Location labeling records

------------------------------

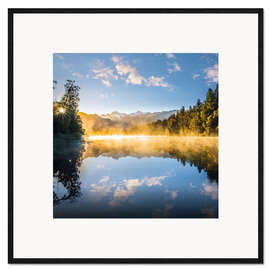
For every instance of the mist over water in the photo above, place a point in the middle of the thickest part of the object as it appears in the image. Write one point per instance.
(136, 177)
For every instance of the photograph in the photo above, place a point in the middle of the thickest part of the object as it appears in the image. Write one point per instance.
(135, 135)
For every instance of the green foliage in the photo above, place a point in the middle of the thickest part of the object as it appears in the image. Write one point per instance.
(201, 119)
(65, 112)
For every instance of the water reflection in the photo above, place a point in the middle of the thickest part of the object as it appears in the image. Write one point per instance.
(152, 177)
(67, 159)
(201, 152)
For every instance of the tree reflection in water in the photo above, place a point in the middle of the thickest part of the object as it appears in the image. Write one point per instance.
(69, 153)
(67, 159)
(201, 152)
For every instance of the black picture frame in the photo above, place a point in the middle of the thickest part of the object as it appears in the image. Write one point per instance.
(13, 260)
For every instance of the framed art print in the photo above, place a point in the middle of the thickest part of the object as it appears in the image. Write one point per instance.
(135, 135)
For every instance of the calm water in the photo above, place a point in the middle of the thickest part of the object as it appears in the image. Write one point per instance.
(136, 178)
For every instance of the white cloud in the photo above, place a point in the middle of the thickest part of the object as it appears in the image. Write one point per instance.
(105, 74)
(116, 59)
(131, 75)
(195, 76)
(211, 74)
(59, 56)
(106, 95)
(134, 77)
(170, 55)
(77, 74)
(106, 82)
(156, 81)
(174, 67)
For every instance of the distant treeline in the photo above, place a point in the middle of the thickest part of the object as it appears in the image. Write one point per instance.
(198, 120)
(201, 119)
(66, 120)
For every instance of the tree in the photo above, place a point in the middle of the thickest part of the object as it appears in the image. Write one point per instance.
(66, 118)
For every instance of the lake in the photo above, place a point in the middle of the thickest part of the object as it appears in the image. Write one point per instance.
(136, 177)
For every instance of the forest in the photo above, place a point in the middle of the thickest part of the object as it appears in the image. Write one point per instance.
(66, 120)
(198, 120)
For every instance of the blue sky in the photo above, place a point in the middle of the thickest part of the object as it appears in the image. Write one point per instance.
(128, 83)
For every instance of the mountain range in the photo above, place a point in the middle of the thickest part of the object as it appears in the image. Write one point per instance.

------------------------------

Give every line back word for word and leave the pictures out.

> **Answer for the task**
For every instance of the mist over water in the photo above, place a point in the middle of the thickest part of the object as it appears in the image. Write one point per instance.
(136, 177)
For every instance of the photograph in the photo above, place a point in the middle of the thickest part of the object as it appears in the image. Write one point per instance.
(135, 135)
For every instance of the green foliage in the photo above, place a point in the middle of the thickest part of the object as it appears in the image. Write one point per instance.
(201, 119)
(65, 112)
For every instance of the water reflection in the photo above, place a point in the middle of the thickest part of the object as it appears in the image. Write one point per instance.
(152, 177)
(67, 159)
(201, 152)
For every instance of the tree reflection in water in the photo above, place a point in the middle of the thickest part of the object as it appears in the image. Write one point per instance.
(69, 153)
(67, 159)
(201, 152)
For every instance of the black picture frame in the photo above, place a point in the middle of the thickest part of the object as it appears in the image. Write one point per instance.
(13, 260)
For every instance of the framed art print in the photo above, place a point in the middle of the thickest part of the object as it appears in the image. Write one point per instance.
(135, 135)
For every instance of the calm water in the photo above, place a point in the middle of the thickest part of the object as it appears in the image. Write one point per instance.
(136, 178)
For every instance of the white cloud in the photo above, place a point in the middle of the thickest part of the object as it appears in the image. Write one point per instance.
(105, 74)
(116, 59)
(131, 75)
(195, 76)
(211, 74)
(59, 56)
(106, 95)
(134, 77)
(170, 55)
(77, 74)
(106, 82)
(156, 81)
(174, 67)
For every instance of the distant treeline in the photo above, place a point in the middle of the thickest part of the object as it appears in the image. Write one point per instance.
(198, 120)
(201, 119)
(66, 120)
For every instance of the tree in the photo above, place a point in the middle of the thickest part of the object as it appears in the image. Write one point per instance.
(66, 118)
For every instance of the lake in the photo above, place a point in the middle of the thickest part of the object as it appears in the image. Write one point per instance.
(136, 177)
For every instance of the forest in the photo above, place a point in the middle of the thickest part of the object as it appears in the image. Write one point per instance.
(66, 120)
(198, 120)
For every instance of the blue sky in the photo above, place a point in the middle of the thickest part of the object as it appears in the image. Write one point per instance.
(128, 83)
For every instance of the mountain range in the photo above, place a point in the middle of the thickest part of the object as it appears in the image. Write one point per instance.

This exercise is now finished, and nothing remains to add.